BEGIN Extract provided

The sender side is always like this indeed. For the recv side (and since
you also mentioned it above), multifd treats it differently based on socket
or file based. Maybe we should also discuss socket-based?
Something like this?
Multifd receive side relies on a proper ``MultiFDMethods.recv()`` method
provided by the consumer of the pages to know how to load the pages. The
recv threads can work in different ways depending on the channel type.
For socket-based channels, multifd recv side is almost event-driven.
Each multifd recv threads will be blocked reading the channels until a
complete multifd packet header is received. With that, pages are loaded
as they arrive on the ports with the ``MultiFDMethods.recv()`` method
provided by the client, so as to post-process the data received.
For file-based channels, multifd recv side works slightly differently.

END Extract provided
BEGIN Data

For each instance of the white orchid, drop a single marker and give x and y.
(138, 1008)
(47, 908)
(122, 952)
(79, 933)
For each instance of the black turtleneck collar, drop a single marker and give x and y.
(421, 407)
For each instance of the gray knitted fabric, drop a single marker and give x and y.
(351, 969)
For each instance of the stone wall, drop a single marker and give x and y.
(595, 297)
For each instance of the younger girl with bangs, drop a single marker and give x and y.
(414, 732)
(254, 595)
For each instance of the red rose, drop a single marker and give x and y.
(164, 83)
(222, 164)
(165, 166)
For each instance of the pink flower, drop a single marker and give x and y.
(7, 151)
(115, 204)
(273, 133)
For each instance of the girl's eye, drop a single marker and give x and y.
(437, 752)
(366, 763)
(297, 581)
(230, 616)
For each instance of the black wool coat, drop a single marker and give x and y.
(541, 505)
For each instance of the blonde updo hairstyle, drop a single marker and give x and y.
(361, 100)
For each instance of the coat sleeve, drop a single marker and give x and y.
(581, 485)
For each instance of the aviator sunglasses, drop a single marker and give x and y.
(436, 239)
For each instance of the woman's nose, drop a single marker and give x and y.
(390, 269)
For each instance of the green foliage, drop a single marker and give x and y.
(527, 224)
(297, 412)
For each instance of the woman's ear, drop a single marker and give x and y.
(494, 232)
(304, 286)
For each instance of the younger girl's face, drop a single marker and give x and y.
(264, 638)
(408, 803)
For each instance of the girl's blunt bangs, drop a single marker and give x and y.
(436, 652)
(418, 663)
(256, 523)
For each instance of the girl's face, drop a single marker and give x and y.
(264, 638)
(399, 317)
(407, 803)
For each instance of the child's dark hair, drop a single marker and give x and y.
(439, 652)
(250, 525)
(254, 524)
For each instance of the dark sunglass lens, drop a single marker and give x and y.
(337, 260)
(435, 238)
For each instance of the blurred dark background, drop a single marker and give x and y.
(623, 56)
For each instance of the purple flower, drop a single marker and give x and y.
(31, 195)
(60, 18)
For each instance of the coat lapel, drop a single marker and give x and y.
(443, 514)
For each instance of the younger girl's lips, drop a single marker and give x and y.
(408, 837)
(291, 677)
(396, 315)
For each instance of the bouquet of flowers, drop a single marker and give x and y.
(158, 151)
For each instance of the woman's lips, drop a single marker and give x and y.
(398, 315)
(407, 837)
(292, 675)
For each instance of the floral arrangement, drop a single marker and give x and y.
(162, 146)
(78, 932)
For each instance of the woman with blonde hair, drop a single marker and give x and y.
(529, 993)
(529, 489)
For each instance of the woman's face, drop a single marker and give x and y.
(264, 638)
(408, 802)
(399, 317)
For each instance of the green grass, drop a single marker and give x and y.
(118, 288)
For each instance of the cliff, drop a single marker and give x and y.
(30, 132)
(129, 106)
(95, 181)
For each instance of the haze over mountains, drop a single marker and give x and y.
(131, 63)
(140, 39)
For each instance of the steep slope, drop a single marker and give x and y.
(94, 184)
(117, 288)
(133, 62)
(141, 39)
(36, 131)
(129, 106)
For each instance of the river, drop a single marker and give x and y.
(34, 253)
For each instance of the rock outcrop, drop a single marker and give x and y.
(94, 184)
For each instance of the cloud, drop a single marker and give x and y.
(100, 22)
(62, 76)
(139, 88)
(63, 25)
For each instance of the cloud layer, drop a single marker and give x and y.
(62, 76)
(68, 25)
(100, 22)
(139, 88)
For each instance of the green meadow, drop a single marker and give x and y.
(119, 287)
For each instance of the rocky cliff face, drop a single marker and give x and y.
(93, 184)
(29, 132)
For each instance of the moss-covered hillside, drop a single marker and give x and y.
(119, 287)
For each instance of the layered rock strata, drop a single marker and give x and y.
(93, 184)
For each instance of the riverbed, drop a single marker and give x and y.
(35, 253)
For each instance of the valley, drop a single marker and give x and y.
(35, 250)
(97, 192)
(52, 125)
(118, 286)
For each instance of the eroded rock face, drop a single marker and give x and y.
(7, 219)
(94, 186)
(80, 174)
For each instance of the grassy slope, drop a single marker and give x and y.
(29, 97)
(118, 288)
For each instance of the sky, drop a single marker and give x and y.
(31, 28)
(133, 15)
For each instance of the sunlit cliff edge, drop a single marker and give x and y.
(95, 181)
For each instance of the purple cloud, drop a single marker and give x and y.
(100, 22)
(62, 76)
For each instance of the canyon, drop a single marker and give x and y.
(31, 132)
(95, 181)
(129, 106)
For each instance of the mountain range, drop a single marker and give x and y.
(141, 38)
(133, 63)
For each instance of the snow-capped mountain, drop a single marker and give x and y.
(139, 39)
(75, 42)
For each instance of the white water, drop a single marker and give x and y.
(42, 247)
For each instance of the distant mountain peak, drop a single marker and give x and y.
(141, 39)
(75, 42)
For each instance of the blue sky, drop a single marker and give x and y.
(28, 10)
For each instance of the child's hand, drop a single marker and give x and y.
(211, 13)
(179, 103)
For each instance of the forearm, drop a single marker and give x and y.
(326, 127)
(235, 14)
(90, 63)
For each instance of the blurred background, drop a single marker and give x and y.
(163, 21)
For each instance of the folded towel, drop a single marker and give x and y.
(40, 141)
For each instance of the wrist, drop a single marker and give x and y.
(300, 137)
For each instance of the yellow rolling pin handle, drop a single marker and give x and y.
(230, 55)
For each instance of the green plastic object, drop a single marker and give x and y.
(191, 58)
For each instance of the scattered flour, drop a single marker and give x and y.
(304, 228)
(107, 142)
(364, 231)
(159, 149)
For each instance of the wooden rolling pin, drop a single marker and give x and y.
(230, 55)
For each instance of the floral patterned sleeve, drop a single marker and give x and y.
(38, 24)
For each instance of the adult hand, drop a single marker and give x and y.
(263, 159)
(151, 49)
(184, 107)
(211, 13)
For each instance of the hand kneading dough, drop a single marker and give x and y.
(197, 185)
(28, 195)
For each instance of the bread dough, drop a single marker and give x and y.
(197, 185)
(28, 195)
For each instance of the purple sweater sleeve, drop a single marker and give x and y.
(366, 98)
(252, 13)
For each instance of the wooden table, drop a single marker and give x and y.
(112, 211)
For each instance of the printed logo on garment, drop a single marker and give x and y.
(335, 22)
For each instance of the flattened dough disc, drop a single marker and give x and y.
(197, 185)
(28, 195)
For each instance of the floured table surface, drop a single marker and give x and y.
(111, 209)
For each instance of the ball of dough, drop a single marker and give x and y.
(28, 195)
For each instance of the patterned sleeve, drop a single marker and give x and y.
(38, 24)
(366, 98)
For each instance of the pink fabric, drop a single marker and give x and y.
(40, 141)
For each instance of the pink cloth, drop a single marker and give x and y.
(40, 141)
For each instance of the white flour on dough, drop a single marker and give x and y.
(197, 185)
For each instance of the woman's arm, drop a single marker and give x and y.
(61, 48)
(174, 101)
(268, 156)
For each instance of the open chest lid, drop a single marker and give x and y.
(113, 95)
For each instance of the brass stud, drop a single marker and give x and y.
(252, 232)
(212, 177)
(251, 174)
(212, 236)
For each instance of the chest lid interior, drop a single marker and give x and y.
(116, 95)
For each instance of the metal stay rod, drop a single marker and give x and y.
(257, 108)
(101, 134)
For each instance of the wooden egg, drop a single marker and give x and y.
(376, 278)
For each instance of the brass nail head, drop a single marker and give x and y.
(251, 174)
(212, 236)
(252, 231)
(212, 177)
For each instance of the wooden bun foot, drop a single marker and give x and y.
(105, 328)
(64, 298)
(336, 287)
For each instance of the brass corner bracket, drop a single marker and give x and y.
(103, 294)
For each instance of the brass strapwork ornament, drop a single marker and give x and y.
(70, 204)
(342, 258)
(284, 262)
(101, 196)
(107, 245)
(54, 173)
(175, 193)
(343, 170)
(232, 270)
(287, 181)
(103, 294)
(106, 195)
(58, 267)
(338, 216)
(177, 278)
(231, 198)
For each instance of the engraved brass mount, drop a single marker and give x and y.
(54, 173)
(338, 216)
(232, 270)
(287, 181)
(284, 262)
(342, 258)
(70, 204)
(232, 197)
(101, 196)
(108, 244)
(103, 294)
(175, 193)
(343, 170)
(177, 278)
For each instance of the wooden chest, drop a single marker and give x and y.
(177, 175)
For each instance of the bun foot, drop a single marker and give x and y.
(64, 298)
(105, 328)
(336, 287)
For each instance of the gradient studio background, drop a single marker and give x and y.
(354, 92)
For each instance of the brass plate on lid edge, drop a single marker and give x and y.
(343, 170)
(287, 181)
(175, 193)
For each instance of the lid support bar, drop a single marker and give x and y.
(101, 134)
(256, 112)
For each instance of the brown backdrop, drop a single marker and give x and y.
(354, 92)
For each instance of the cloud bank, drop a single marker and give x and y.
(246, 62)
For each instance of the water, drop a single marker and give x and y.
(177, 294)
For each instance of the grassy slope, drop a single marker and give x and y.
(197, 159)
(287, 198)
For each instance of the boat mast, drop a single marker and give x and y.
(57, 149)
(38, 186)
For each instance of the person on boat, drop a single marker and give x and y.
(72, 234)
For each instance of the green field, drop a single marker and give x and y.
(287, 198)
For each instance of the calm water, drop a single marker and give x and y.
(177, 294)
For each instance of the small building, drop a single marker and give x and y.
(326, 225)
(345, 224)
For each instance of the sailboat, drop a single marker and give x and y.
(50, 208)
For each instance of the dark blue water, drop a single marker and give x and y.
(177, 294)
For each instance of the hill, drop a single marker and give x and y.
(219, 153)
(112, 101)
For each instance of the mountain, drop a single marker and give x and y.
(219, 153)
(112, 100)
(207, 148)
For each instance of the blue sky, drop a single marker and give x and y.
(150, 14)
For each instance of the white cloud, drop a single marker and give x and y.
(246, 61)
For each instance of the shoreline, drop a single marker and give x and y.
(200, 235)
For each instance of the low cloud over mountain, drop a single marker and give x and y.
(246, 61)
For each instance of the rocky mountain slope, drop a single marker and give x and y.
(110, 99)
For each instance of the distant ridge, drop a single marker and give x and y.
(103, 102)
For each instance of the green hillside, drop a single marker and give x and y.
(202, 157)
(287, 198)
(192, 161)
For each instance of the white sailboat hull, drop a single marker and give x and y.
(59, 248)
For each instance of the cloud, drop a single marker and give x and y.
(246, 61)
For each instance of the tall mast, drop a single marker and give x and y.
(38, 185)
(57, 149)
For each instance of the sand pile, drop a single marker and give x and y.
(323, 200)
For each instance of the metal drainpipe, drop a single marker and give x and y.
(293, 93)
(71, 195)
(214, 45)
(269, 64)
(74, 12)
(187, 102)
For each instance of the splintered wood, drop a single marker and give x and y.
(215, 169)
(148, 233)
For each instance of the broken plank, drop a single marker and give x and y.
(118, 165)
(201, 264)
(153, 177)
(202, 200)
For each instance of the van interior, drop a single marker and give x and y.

END Data

**Set task 1**
In the multifd text, on socket-based channels, until when does each recv thread stay blocked reading the channels?
**Set task 2**
Does the multifd text agree with each statement below? Give yes or no, plus the deciding words quoted from the text.
(a) The receive side relies on a recv() method supplied by the consumer of the pages.
(b) For socket-based channels, the multifd recv side is fully event-driven.
(c) For file-based channels, the multifd recv side works the same way as for socket-based channels.
**Set task 3**
Translate this sentence from the multifd text into Spanish: "The recv threads can work in different ways depending on the channel type."

**Right answer 1**
Until a complete multifd packet header is received.

**Right answer 2**
(a) Yes: "relies on a proper ``MultiFDMethods.recv()`` method provided by the consumer of the pages"
(b) No: "multifd recv side is almost event-driven"
(c) No: "multifd recv side works slightly differently"

**Right answer 3**
Los hilos recv pueden funcionar de distintas maneras según el tipo de canal.